• [EXERCISE DIRECTIONS]
Give the data below again, word for word.

(Data items)
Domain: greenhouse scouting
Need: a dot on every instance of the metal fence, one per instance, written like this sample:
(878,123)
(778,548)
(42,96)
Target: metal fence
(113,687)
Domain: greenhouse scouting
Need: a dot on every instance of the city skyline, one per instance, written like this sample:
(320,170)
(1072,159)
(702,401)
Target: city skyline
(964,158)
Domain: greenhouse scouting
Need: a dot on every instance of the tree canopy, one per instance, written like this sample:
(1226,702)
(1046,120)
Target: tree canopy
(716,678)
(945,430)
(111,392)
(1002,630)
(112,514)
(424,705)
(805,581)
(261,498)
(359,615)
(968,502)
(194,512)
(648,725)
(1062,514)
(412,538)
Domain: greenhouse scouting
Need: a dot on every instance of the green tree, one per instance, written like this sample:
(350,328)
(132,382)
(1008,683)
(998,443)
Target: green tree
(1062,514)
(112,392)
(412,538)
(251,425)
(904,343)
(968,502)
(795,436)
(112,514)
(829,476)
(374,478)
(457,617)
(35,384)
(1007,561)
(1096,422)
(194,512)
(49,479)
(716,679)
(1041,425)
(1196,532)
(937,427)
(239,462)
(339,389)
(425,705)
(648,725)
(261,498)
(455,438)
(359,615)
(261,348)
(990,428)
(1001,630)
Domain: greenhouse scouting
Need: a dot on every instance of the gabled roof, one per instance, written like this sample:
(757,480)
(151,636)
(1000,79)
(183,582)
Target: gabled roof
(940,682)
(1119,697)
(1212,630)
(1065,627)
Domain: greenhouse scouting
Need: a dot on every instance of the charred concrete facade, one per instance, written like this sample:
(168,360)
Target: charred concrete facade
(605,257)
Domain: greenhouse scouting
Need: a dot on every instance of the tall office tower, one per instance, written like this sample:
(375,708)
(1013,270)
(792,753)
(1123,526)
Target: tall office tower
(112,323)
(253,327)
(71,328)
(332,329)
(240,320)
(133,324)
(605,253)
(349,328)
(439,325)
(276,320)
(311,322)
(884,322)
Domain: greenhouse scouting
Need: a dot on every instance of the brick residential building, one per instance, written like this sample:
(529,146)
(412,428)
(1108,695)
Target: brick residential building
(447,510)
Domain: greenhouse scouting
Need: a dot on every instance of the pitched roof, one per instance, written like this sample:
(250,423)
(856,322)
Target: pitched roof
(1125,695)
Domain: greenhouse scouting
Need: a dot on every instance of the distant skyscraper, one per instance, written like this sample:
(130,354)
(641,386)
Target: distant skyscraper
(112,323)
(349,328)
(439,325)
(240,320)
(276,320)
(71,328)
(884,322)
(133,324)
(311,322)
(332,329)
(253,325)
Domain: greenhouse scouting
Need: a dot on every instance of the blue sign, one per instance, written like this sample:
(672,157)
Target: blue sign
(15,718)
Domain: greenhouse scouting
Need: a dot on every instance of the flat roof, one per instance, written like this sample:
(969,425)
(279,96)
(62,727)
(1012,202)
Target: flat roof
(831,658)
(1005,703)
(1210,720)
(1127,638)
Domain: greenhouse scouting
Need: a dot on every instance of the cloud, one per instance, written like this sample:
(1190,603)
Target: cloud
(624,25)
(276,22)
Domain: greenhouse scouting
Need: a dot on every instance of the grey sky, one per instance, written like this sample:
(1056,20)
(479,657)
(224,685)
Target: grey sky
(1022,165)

• [OUTPUT]
Domain: greenhouse scouting
Need: a dot on every instance of the metal fence, one per instance, written like this sample:
(878,123)
(778,548)
(42,96)
Target: metal fence
(113,687)
Domain: greenhouse scouting
Need: a dot on every instance of the city skyline, one per instance, written like this sample:
(320,170)
(1072,159)
(702,401)
Target: city skyline
(964,158)
Domain: greenhouse scouting
Need: a dot on every instance of the tree canopy, one per instance, written like this sample:
(1226,702)
(1046,120)
Target: tree canopy
(716,678)
(945,430)
(111,392)
(1002,630)
(112,514)
(424,705)
(805,581)
(261,498)
(359,615)
(968,502)
(194,512)
(648,725)
(1062,514)
(412,538)
Domain: greenhouse scouting
Need: a dot on every instance of the green tree, one per instance, written like this sample:
(350,328)
(132,382)
(1008,683)
(998,443)
Target: green tree
(1062,514)
(112,392)
(412,538)
(251,425)
(904,343)
(968,502)
(795,436)
(112,514)
(829,476)
(374,478)
(457,617)
(35,384)
(1007,561)
(1096,422)
(194,512)
(49,479)
(716,679)
(1041,425)
(1196,532)
(937,427)
(239,462)
(339,389)
(425,705)
(648,725)
(261,498)
(455,438)
(359,615)
(261,348)
(990,428)
(1001,630)
Domain: greenhouse scouting
Need: a dot on every instance of the gabled roof, one per instance, written like this sample:
(757,480)
(151,636)
(1000,79)
(183,582)
Target: gabled roof
(940,682)
(1119,697)
(1212,630)
(1065,627)
Domain: greenhouse scouting
Need: a dot on every instance of the charred concrete facade, one per instance, written like this sample:
(168,360)
Target: charred concrete facade
(605,257)
Domain: greenhouse scouting
Need: a dot on every instance of the tall office tower, one per instance, written like this sample:
(375,708)
(1013,270)
(792,753)
(1123,526)
Target: tall office tower
(112,323)
(253,327)
(71,328)
(332,329)
(240,320)
(133,324)
(605,253)
(349,328)
(439,325)
(276,320)
(311,322)
(884,322)
Domain: greenhouse scouting
Need: a dot on every instance of the brick residential building, one per instance, written like this sample:
(529,146)
(412,428)
(1108,695)
Target: brick residential building
(447,510)
Domain: greenhouse scouting
Need: a dot on every instance of the pitched roof, one per instance, written like this sample:
(250,423)
(856,322)
Target: pitched roof
(1125,695)
Domain: greenhouse scouting
Need: a dot on every instance of the distant skyscraper, one per instance, written like this sample:
(130,354)
(641,386)
Target: distant skyscraper
(112,323)
(349,328)
(439,325)
(240,320)
(276,320)
(71,328)
(884,322)
(133,324)
(311,322)
(332,329)
(253,325)
Domain: greenhouse scouting
Need: a dot on every instance of the blue sign, one per instance, written like this sample:
(672,157)
Target: blue sign
(15,718)
Domain: greenhouse scouting
Need: a dot on every instance of the flat roof, one per instance, written like this sample:
(969,425)
(279,96)
(62,727)
(1012,202)
Target: flat roof
(831,658)
(1005,703)
(1210,720)
(1127,638)
Domain: greenhouse scouting
Need: a dot on every instance of the cloud, one per instance, written like this sample:
(1190,603)
Target: cloud
(624,25)
(276,22)
Domain: greenhouse scouting
Need: a dot on every instance of the grey sky, one per instance, written like this sample:
(1056,20)
(479,657)
(224,685)
Target: grey sky
(1022,165)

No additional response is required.